◆ **TASK TO CARRY OUT**:
Please rescale the lines from the start through the line holding "point(286, 434)", inclusive, giving every line again with the requests included. Multiply each answer coordinate by 1.5 and round it to a whole number, with halves rounding up, and leave the numbers in the requests and their sample points unchanged.

──────────────────────────────

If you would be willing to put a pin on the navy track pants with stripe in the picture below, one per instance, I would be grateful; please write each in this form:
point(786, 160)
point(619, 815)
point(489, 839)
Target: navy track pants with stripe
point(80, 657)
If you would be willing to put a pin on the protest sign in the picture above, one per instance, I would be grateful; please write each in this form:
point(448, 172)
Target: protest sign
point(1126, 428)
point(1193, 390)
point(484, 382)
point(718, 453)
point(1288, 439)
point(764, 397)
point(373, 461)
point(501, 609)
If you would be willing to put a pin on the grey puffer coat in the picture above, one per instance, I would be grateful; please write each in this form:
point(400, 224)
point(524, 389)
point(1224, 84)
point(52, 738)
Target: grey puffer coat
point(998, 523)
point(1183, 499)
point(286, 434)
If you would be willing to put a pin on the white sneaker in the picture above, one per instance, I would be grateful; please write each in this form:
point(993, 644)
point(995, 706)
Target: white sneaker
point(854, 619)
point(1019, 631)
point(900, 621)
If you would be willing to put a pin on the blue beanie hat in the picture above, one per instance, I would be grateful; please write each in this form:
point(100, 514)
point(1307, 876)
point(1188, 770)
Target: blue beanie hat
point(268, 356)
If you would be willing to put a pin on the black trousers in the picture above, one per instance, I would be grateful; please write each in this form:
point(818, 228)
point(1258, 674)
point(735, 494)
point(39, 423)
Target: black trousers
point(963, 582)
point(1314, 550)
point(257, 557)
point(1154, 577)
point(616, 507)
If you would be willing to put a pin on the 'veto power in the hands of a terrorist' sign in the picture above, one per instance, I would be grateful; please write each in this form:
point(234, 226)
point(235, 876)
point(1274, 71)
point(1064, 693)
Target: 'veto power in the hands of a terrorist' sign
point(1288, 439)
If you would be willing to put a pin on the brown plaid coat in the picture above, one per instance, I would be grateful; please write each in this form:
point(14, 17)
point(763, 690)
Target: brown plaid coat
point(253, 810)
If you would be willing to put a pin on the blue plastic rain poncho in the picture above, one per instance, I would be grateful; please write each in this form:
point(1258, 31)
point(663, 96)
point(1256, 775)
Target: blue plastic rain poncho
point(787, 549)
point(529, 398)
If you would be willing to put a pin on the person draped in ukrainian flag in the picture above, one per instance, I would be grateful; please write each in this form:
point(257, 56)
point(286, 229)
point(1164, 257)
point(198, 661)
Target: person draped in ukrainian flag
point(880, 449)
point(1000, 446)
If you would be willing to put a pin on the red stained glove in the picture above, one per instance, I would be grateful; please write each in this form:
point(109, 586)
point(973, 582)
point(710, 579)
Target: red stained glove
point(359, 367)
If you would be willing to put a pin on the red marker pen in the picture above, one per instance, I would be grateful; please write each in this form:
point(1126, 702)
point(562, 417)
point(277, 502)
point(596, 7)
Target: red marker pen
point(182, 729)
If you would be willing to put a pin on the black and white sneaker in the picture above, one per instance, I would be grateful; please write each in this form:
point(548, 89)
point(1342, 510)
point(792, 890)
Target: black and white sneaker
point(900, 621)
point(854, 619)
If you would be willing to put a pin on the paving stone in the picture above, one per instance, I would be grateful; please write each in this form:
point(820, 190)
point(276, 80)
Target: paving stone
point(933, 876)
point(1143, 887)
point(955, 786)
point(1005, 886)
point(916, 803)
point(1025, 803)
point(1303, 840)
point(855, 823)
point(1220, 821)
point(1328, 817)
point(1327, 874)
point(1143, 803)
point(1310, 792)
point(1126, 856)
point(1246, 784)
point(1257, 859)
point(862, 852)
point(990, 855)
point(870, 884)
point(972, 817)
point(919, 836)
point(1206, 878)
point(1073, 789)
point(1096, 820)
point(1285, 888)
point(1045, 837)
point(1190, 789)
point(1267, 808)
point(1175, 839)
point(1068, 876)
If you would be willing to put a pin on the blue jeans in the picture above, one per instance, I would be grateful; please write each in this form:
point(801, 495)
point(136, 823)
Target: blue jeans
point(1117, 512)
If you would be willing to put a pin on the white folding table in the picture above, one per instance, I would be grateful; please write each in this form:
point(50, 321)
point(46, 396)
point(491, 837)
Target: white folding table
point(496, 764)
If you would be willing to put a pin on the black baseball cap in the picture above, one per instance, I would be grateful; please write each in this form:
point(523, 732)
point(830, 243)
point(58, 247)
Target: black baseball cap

──────────────────────────────

◆ **FINAL RESULT**:
If you would be willing to put a pin on the navy track pants with stripe in the picture below, one per instance, I would be grateful; please write each in this form:
point(786, 160)
point(619, 815)
point(489, 839)
Target: navy track pants with stripe
point(120, 986)
If you would be willing to put a pin on the protest sign in the picture above, one per instance, I would be grateful; please write each in this form:
point(448, 172)
Target: protest sign
point(1689, 642)
point(1790, 585)
point(726, 573)
point(1077, 680)
point(1932, 659)
point(1146, 596)
point(560, 692)
point(752, 914)
If you would be willing to put a pin on the grey puffer coat in the picture above, one per instance, I would be grateful; please write each in this form:
point(400, 224)
point(524, 389)
point(1224, 84)
point(52, 738)
Target: grey puffer coat
point(1497, 785)
point(1775, 749)
point(429, 651)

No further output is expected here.